--- BEGIN Input ---

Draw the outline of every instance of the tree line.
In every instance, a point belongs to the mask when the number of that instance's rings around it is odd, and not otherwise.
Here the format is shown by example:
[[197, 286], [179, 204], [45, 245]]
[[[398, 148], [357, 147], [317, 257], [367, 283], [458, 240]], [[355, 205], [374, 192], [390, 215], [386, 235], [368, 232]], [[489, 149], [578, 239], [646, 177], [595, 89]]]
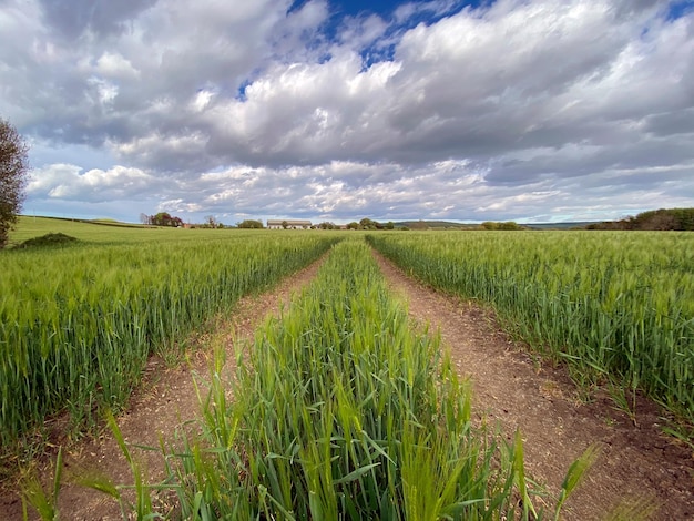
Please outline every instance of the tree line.
[[694, 231], [694, 208], [660, 208], [642, 212], [620, 221], [604, 221], [586, 229]]

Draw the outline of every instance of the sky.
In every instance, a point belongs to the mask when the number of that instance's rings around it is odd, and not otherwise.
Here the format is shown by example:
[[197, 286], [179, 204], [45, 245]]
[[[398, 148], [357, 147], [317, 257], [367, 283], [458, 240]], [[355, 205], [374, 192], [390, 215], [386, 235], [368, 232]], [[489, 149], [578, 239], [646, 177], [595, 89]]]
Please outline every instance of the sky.
[[694, 2], [0, 0], [23, 212], [347, 223], [694, 206]]

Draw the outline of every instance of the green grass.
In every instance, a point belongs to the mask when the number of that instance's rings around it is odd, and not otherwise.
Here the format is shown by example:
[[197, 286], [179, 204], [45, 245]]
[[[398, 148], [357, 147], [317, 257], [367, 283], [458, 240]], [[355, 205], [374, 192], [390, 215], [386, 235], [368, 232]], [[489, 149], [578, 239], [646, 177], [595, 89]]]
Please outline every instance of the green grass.
[[[55, 224], [29, 221], [20, 223], [20, 236]], [[306, 266], [337, 239], [58, 224], [53, 231], [80, 242], [0, 252], [3, 457], [39, 449], [49, 416], [68, 415], [79, 436], [102, 408], [125, 402], [151, 354], [176, 356], [192, 330], [242, 295]]]
[[363, 241], [336, 245], [243, 360], [225, 382], [217, 353], [203, 435], [172, 443], [166, 479], [147, 486], [175, 491], [183, 519], [542, 517], [520, 435], [506, 445], [472, 426], [468, 384], [409, 328]]
[[[694, 235], [538, 232], [368, 236], [421, 280], [491, 304], [584, 385], [643, 390], [694, 422]], [[632, 411], [637, 413], [637, 411]]]

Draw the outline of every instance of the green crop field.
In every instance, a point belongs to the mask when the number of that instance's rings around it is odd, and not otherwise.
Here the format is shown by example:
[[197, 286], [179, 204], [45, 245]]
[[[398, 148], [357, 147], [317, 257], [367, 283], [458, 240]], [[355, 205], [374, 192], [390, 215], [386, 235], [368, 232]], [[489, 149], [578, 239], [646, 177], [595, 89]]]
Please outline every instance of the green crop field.
[[641, 389], [694, 421], [691, 233], [451, 232], [368, 241], [427, 284], [491, 304], [543, 355], [569, 361], [583, 384]]
[[[164, 448], [161, 483], [136, 484], [139, 519], [163, 513], [147, 487], [175, 492], [183, 519], [492, 521], [549, 510], [533, 507], [520, 433], [506, 443], [473, 427], [469, 385], [436, 337], [410, 329], [360, 237], [336, 245], [258, 331], [236, 379], [221, 379], [222, 362], [202, 436]], [[554, 519], [592, 457], [570, 470]]]
[[[147, 356], [170, 356], [205, 320], [306, 266], [335, 234], [147, 229], [24, 218], [14, 237], [69, 245], [0, 252], [3, 452], [68, 412], [88, 426], [121, 406]], [[14, 241], [20, 241], [14, 238]]]

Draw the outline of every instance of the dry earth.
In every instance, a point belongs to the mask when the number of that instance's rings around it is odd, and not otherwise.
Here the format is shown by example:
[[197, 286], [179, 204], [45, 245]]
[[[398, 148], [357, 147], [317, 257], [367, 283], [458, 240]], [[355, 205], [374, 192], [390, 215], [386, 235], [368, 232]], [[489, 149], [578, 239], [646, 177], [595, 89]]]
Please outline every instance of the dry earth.
[[439, 328], [459, 374], [471, 377], [477, 415], [498, 421], [509, 439], [520, 429], [527, 469], [550, 494], [555, 497], [571, 462], [600, 443], [600, 458], [562, 519], [601, 520], [621, 500], [649, 499], [657, 507], [651, 519], [694, 520], [694, 453], [662, 435], [654, 405], [637, 405], [634, 426], [606, 397], [579, 400], [564, 370], [539, 365], [501, 333], [488, 310], [433, 292], [377, 259], [410, 316]]
[[[254, 331], [271, 315], [278, 315], [292, 295], [300, 292], [315, 277], [323, 260], [282, 282], [272, 290], [249, 295], [241, 299], [233, 316], [220, 326], [220, 338], [225, 345], [227, 362], [225, 370], [232, 377], [235, 370], [235, 351], [252, 340]], [[198, 418], [200, 405], [194, 379], [204, 381], [210, 374], [213, 353], [210, 338], [197, 339], [202, 348], [194, 350], [187, 364], [166, 368], [162, 360], [153, 358], [147, 365], [144, 385], [132, 398], [127, 411], [118, 423], [129, 443], [159, 447], [160, 435], [171, 440], [176, 429]], [[205, 349], [205, 347], [207, 347]], [[187, 427], [190, 428], [190, 427]], [[150, 482], [163, 478], [163, 462], [157, 451], [132, 449], [134, 457], [147, 470]], [[132, 472], [118, 443], [110, 432], [99, 439], [72, 446], [65, 456], [67, 473], [70, 469], [98, 469], [114, 483], [133, 483]], [[50, 469], [47, 469], [50, 474]], [[47, 476], [50, 479], [50, 476]], [[21, 500], [11, 486], [0, 491], [0, 521], [22, 519]], [[10, 490], [7, 490], [7, 489]], [[167, 497], [155, 498], [160, 504]], [[61, 520], [115, 521], [122, 520], [118, 503], [104, 493], [65, 483], [60, 491]], [[30, 518], [38, 519], [38, 518]]]
[[[694, 520], [694, 454], [661, 433], [654, 406], [640, 403], [634, 426], [605, 397], [588, 403], [578, 400], [565, 371], [539, 365], [501, 333], [488, 310], [436, 293], [381, 257], [377, 259], [394, 293], [408, 303], [414, 320], [439, 328], [459, 372], [472, 378], [478, 418], [498, 422], [509, 439], [517, 428], [521, 430], [528, 471], [537, 481], [549, 483], [548, 503], [573, 459], [591, 443], [600, 443], [600, 459], [569, 500], [562, 519], [604, 519], [621, 500], [647, 498], [659, 507], [654, 520]], [[319, 264], [239, 303], [222, 326], [227, 370], [234, 369], [236, 347], [252, 338], [264, 317], [278, 314], [282, 303], [288, 303], [314, 277]], [[193, 377], [207, 375], [211, 358], [210, 349], [198, 349], [188, 364], [173, 369], [153, 359], [145, 385], [119, 418], [126, 440], [156, 447], [160, 433], [171, 439], [176, 428], [194, 420], [200, 407]], [[136, 457], [156, 478], [162, 467], [159, 453], [136, 450]], [[118, 483], [132, 482], [130, 468], [109, 433], [71, 448], [67, 468], [83, 467], [98, 468]], [[165, 503], [167, 498], [159, 500]], [[61, 490], [60, 510], [61, 519], [122, 519], [115, 502], [104, 494], [70, 484]], [[16, 491], [0, 493], [0, 520], [20, 519]]]

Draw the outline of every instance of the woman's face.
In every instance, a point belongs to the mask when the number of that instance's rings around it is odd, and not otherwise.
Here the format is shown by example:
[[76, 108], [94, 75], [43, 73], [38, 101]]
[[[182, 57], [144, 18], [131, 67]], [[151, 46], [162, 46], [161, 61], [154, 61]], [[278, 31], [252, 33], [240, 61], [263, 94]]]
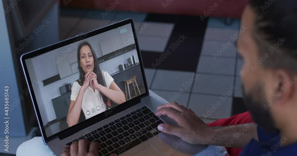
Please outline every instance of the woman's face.
[[91, 48], [88, 46], [84, 46], [80, 49], [80, 65], [83, 70], [85, 73], [88, 72], [93, 71], [94, 70], [94, 58]]

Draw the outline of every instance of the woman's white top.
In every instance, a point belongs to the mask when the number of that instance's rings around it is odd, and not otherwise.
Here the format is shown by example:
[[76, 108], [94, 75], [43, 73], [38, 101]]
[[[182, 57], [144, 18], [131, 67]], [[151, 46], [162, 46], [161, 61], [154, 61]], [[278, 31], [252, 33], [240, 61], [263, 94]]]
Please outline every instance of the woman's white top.
[[[103, 72], [103, 78], [105, 81], [106, 87], [109, 88], [113, 79], [107, 72]], [[70, 99], [75, 101], [81, 86], [76, 81], [71, 88]], [[83, 98], [81, 109], [87, 119], [106, 110], [106, 104], [104, 104], [100, 92], [95, 89], [95, 92], [92, 87], [89, 86], [86, 90]]]

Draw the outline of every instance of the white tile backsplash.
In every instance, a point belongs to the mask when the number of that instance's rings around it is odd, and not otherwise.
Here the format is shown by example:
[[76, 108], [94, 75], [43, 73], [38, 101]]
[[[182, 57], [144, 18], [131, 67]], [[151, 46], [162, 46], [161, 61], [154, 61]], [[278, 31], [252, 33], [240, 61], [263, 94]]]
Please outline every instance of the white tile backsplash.
[[117, 72], [119, 71], [119, 65], [121, 64], [122, 62], [124, 64], [128, 63], [128, 57], [133, 55], [135, 55], [136, 62], [139, 62], [137, 51], [135, 49], [99, 64], [100, 69], [107, 71], [110, 74]]

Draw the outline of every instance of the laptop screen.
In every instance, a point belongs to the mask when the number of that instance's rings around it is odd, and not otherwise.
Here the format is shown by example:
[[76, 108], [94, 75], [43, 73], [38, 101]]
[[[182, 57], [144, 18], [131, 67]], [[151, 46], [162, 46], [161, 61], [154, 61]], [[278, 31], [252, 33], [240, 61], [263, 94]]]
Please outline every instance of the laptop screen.
[[146, 93], [131, 24], [25, 60], [48, 137]]

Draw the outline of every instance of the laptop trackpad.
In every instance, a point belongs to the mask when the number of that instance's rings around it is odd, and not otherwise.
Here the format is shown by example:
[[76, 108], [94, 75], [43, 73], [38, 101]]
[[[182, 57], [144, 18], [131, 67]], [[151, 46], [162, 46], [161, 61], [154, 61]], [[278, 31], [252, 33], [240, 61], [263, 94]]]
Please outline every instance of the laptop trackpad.
[[161, 153], [153, 146], [151, 145], [138, 151], [136, 153], [132, 155], [132, 156], [143, 156], [144, 155], [162, 156], [162, 155]]

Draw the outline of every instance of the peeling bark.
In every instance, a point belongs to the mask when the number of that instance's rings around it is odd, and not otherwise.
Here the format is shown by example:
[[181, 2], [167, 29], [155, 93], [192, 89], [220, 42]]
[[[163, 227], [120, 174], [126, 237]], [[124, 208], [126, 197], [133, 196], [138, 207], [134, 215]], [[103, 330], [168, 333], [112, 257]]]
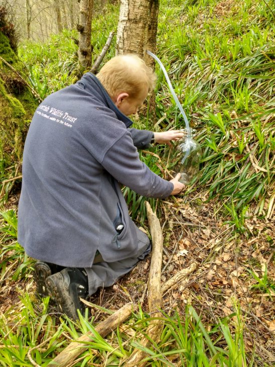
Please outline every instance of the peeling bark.
[[78, 60], [86, 69], [91, 64], [91, 32], [93, 16], [93, 0], [81, 0], [79, 11], [79, 23], [77, 30], [79, 32]]

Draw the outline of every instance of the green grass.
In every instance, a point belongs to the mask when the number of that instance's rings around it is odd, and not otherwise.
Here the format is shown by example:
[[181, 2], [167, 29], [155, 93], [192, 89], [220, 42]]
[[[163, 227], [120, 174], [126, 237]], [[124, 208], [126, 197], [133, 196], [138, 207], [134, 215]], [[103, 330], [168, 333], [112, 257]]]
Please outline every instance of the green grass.
[[[174, 366], [181, 362], [190, 367], [253, 365], [253, 359], [246, 361], [243, 339], [244, 320], [237, 308], [231, 315], [212, 325], [203, 323], [190, 305], [186, 307], [184, 315], [163, 312], [159, 319], [141, 310], [132, 315], [123, 331], [118, 328], [115, 333], [103, 339], [87, 315], [80, 316], [77, 322], [63, 316], [56, 319], [49, 312], [48, 297], [35, 307], [29, 295], [22, 293], [21, 302], [19, 311], [12, 307], [0, 318], [3, 341], [0, 357], [5, 367], [31, 366], [30, 358], [39, 365], [46, 366], [69, 342], [87, 331], [93, 336], [85, 343], [88, 348], [76, 365], [120, 365], [135, 348], [145, 352], [144, 360], [148, 365], [156, 367]], [[8, 321], [11, 317], [12, 324]], [[236, 321], [233, 321], [234, 318]], [[152, 341], [151, 345], [145, 347], [139, 340], [143, 335], [148, 337], [146, 329], [153, 320], [163, 323], [161, 341]], [[134, 338], [131, 336], [133, 333]]]
[[[270, 9], [274, 6], [271, 1], [245, 0], [241, 5], [232, 1], [225, 16], [219, 5], [215, 0], [162, 2], [157, 53], [202, 146], [200, 173], [191, 190], [204, 187], [209, 199], [222, 200], [221, 214], [230, 214], [236, 230], [241, 232], [236, 218], [241, 222], [244, 208], [256, 203], [255, 214], [266, 216], [264, 203], [272, 204], [274, 26]], [[112, 17], [96, 14], [93, 59], [115, 29], [118, 11], [117, 6], [109, 5], [106, 11]], [[103, 32], [97, 31], [100, 28]], [[31, 65], [31, 80], [42, 98], [77, 78], [77, 46], [72, 39], [77, 37], [75, 31], [65, 30], [45, 45], [27, 43], [20, 49], [22, 59]], [[114, 55], [114, 42], [105, 60]], [[183, 120], [158, 65], [157, 72], [157, 115], [162, 121], [156, 129], [183, 128]], [[139, 125], [153, 128], [148, 117]], [[161, 161], [166, 162], [169, 157], [173, 164], [169, 149], [155, 149]], [[156, 157], [146, 155], [142, 159], [162, 174]], [[169, 163], [165, 166], [171, 168]], [[144, 199], [128, 189], [124, 195], [132, 205], [133, 219], [142, 224]]]
[[[248, 233], [246, 221], [249, 216], [267, 217], [274, 195], [274, 4], [271, 0], [228, 2], [230, 6], [223, 16], [220, 3], [162, 0], [157, 54], [202, 148], [199, 176], [183, 199], [189, 193], [203, 189], [210, 200], [220, 203], [218, 215], [224, 216], [222, 220], [240, 235]], [[104, 15], [96, 14], [92, 33], [93, 61], [109, 32], [115, 29], [118, 14], [117, 5], [109, 5]], [[65, 30], [44, 45], [21, 45], [20, 57], [41, 97], [79, 77], [77, 46], [72, 39], [77, 37], [75, 31]], [[114, 54], [114, 40], [104, 61]], [[183, 119], [158, 66], [157, 72], [159, 121], [155, 128], [183, 128]], [[150, 116], [135, 125], [153, 127]], [[166, 170], [173, 167], [173, 149], [159, 145], [149, 150], [141, 153], [142, 160], [169, 179]], [[5, 161], [5, 152], [0, 151], [3, 181], [10, 178], [7, 172], [12, 169]], [[12, 185], [11, 181], [5, 186], [6, 201]], [[143, 224], [145, 198], [127, 188], [124, 195], [132, 218]], [[150, 203], [161, 215], [161, 202], [151, 199]], [[9, 279], [13, 285], [16, 281], [19, 289], [30, 276], [32, 260], [17, 241], [16, 212], [1, 211], [0, 286]], [[271, 245], [271, 238], [268, 240]], [[251, 289], [269, 298], [274, 285], [267, 270], [262, 276], [253, 269], [247, 272], [252, 280]], [[94, 330], [87, 316], [74, 322], [53, 314], [48, 298], [37, 300], [32, 292], [21, 292], [20, 301], [0, 318], [0, 359], [4, 366], [33, 365], [30, 357], [46, 366], [71, 339]], [[183, 314], [164, 310], [162, 341], [145, 349], [148, 365], [267, 365], [246, 347], [245, 318], [238, 305], [227, 317], [215, 321], [206, 318], [203, 309], [195, 310], [194, 305], [188, 305]], [[139, 340], [151, 319], [140, 309], [127, 323], [128, 330], [117, 329], [105, 339], [95, 335], [76, 365], [121, 365], [134, 348], [144, 348]]]

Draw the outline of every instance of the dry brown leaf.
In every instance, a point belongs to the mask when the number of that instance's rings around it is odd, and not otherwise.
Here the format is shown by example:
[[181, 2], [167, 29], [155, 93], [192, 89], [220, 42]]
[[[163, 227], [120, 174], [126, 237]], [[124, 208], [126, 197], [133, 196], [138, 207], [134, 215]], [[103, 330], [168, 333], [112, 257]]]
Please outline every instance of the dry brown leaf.
[[223, 260], [224, 261], [226, 262], [228, 261], [228, 260], [231, 257], [231, 255], [229, 253], [227, 253], [226, 252], [224, 252], [222, 255], [221, 255], [222, 258]]
[[208, 280], [210, 280], [212, 279], [213, 276], [215, 274], [215, 271], [212, 270], [212, 269], [210, 269], [208, 272], [207, 273], [207, 275], [206, 276], [206, 278]]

--- END Input ---

● **Job**: Render the items above, from the first line up to and including the line with "221], [586, 229]]", as a Markdown table with the columns No. and Line. Number each row, and leave out blank lines and the picture.

● **Answer to the exercise**:
| No. | Line |
|---|---|
| 1 | Draw the outline of every instance of the tree line. |
| 2 | In every instance, a point belongs to the mask when the number of that instance's rings around it is odd, and not otherwise. |
| 3 | Here the format is shown by example: |
| 4 | [[197, 286], [179, 204], [45, 245]] |
| 5 | [[[398, 148], [357, 147], [317, 257], [367, 283], [458, 240]], [[355, 205], [374, 192], [390, 215], [386, 235], [368, 232]], [[489, 149], [578, 239], [646, 177], [595, 89]]] |
| 6 | Please outline every instance of the tree line. |
| 7 | [[694, 231], [694, 208], [660, 208], [642, 212], [620, 221], [604, 221], [586, 229]] |